-- STATED EXERCISE A --
Write out the part of the mailing list post that starts at "Where does it" and ends at "opinions on this...", copying it word for word.

Maybe true, but surely though if the decompiling was done outside of the
US and the decompiled code not taken to the US, then the new code is
purely code that works with M$ products.

> Check the refusal of A.Cox to publish explainations of some
> security patches due to the DMCA.

I wonder AC's refusal was more of a statement on the ludicrousness of the
law rather than actually required.

> > Depends where you are in the world I guess. I am specifically (in the
> > UK) given the right to do this.
>
> But you are not allowed to republish.

Where does it say this?

> It also depends on the software - the way M$ is going, they may build in
> a detection for any access to the OS binaries (checkout that DRM
> patent). If it isn't from an approved program, the system just may wipe
> itself out (assuming it is running :-)

Hmm, an interesting point...although they'd be hard pressed to do that
when it's decompiled under Linux (extracted from the CAB files off the CD
and decompiled using a Linux tool).

> > Just interested in opinions on this...
>
> Sure thing.

And thanks so far...

Must remember not to use my work (i-a) address in posts though...

Cheers,



--
Andy Jeffries | Scramdisk Linux Project
http://www.scramdisklinux.org | Lead developer

"testing? What's that? If it compiles, it is good, if it boots up
it is perfect."
--- Linus Torvalds

2002-01-09 16:38:46

by Andy Jeffries

[permalink] [raw]
Subject: Re: Difficulties in interoperating with Windows

On Wed, 9 Jan 2002 16:22:48 +0000 (GMT), "Alan Cox"

-- STATED EXERCISE B --
Return every line of the records that contains the word "white", where case counts.

-- INPUT --

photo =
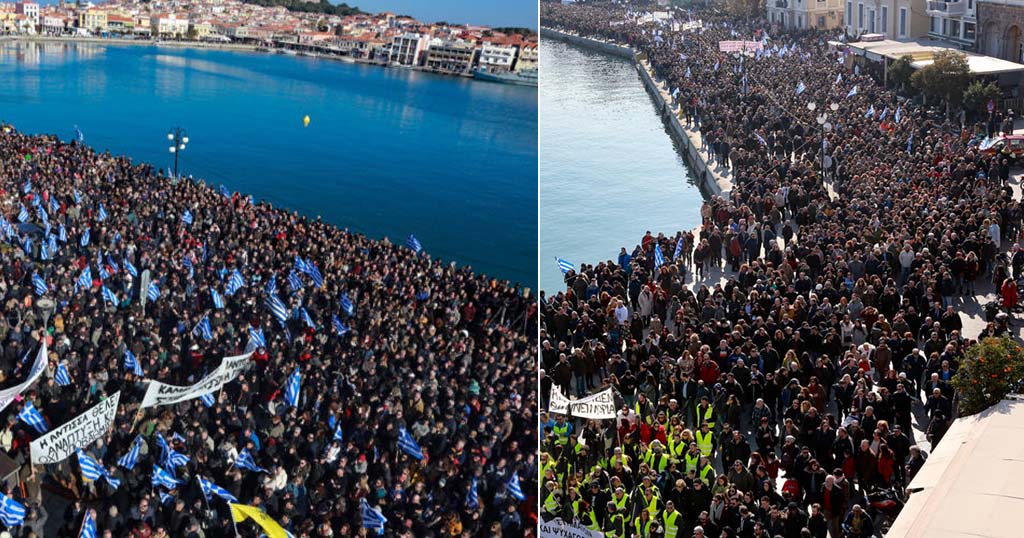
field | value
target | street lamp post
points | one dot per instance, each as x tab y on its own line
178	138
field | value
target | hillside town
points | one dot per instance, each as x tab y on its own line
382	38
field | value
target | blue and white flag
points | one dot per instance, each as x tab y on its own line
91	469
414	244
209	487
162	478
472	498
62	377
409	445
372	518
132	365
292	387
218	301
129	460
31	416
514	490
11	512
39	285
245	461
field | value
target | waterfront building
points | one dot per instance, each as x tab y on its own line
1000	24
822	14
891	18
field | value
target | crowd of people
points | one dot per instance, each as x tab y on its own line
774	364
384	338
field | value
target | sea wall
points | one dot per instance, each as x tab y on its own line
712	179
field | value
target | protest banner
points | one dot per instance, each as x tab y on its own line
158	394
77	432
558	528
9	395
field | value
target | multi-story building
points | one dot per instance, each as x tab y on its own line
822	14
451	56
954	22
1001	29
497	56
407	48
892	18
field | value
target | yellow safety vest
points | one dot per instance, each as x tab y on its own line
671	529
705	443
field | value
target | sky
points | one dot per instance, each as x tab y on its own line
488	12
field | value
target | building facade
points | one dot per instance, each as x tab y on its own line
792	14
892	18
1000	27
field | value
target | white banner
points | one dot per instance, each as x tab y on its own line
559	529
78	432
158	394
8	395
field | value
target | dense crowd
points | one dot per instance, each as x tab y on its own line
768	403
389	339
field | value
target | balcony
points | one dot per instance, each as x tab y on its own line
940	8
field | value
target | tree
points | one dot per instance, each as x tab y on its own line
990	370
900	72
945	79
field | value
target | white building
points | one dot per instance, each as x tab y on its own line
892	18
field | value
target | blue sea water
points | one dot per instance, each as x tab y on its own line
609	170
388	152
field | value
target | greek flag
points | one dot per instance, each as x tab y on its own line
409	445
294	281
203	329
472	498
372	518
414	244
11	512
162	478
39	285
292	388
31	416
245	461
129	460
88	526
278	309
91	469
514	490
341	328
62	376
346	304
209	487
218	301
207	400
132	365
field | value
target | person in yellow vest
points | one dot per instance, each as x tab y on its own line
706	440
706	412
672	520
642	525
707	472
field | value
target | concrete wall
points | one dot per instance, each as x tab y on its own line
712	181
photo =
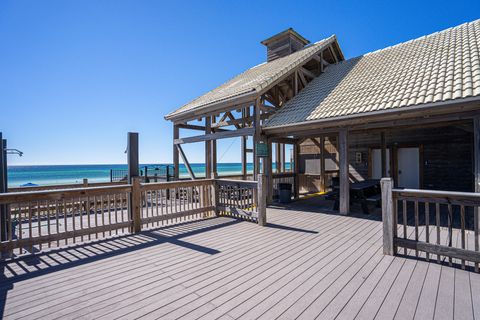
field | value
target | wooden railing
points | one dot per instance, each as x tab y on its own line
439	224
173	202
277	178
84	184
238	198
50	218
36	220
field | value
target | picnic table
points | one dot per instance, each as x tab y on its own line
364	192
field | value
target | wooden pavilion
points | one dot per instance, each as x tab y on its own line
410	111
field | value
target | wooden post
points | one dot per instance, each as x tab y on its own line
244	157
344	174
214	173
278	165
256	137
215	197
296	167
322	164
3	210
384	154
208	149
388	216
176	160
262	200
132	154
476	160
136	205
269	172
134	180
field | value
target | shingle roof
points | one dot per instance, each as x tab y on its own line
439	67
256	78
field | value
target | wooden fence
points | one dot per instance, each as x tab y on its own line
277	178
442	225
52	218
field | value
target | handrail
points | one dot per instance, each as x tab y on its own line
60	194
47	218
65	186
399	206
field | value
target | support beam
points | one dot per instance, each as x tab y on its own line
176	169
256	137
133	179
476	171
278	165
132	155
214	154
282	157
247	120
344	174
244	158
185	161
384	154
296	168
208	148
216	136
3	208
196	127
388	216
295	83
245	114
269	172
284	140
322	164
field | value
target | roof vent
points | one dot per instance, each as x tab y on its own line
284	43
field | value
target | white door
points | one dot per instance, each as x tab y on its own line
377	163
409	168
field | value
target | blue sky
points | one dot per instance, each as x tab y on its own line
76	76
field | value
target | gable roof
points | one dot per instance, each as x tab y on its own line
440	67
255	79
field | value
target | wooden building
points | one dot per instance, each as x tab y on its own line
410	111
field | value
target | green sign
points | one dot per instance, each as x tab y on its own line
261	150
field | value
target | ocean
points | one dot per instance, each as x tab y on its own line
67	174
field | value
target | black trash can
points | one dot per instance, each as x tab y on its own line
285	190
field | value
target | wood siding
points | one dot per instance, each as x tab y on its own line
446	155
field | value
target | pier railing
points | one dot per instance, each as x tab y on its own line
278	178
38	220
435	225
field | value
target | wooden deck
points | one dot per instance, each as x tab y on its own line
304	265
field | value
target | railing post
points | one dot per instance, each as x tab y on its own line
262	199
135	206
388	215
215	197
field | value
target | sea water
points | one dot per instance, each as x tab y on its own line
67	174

...

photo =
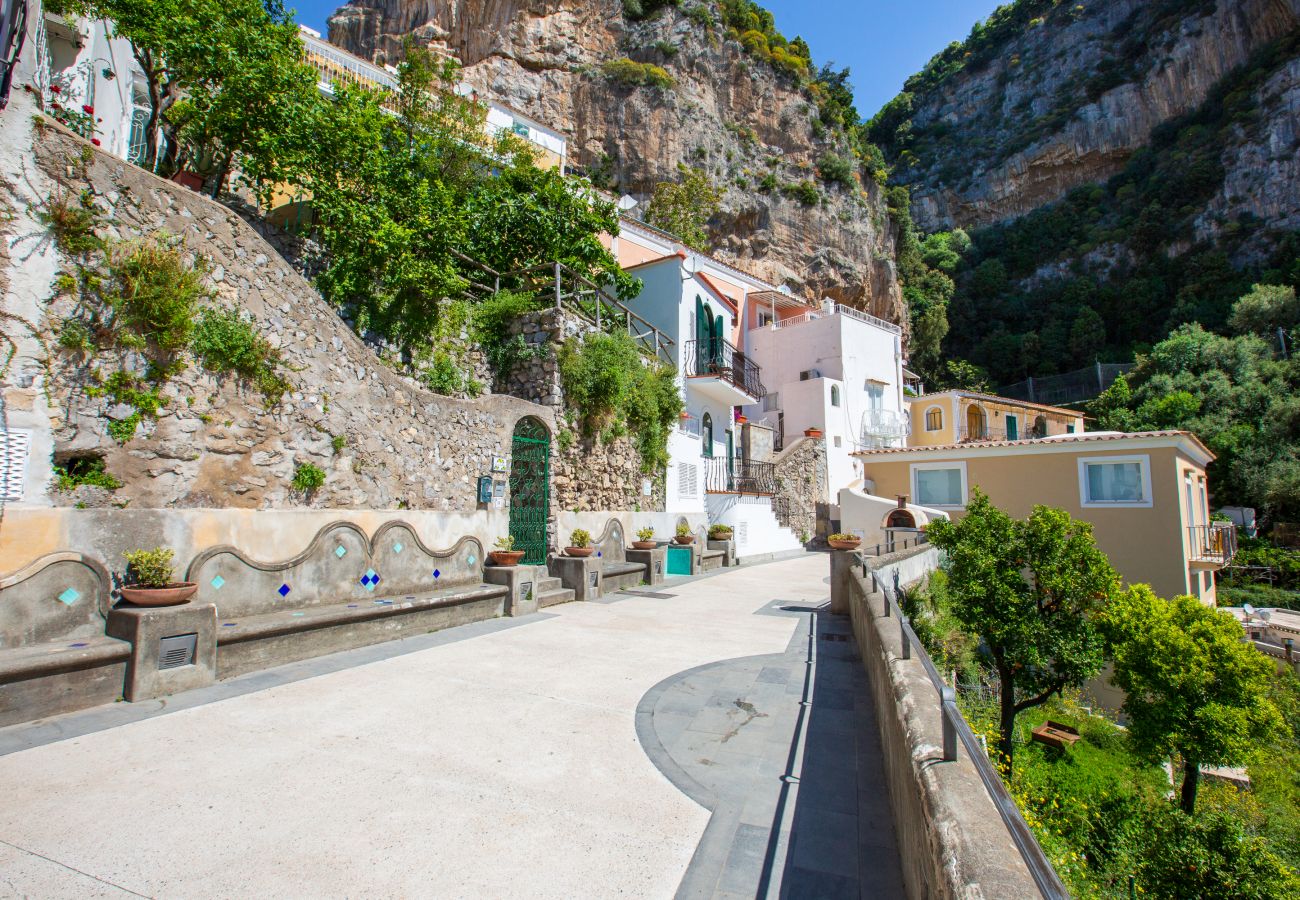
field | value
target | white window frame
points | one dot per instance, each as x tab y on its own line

-- FINISHED ANSWER A --
Where does it say this?

> It also depends on the software - the way M$ is going, they may build in
> a detection for any access to the OS binaries (checkout that DRM
> patent). If it isn't from an approved program, the system just may wipe
> itself out (assuming it is running :-)

Hmm, an interesting point...although they'd be hard pressed to do that
when it's decompiled under Linux (extracted from the CAB files off the CD
and decompiled using a Linux tool).

> > Just interested in opinions on this...

-- FINISHED ANSWER B --
target | blue and white flag
target | white banner
target | white building
target | white door
target | white window frame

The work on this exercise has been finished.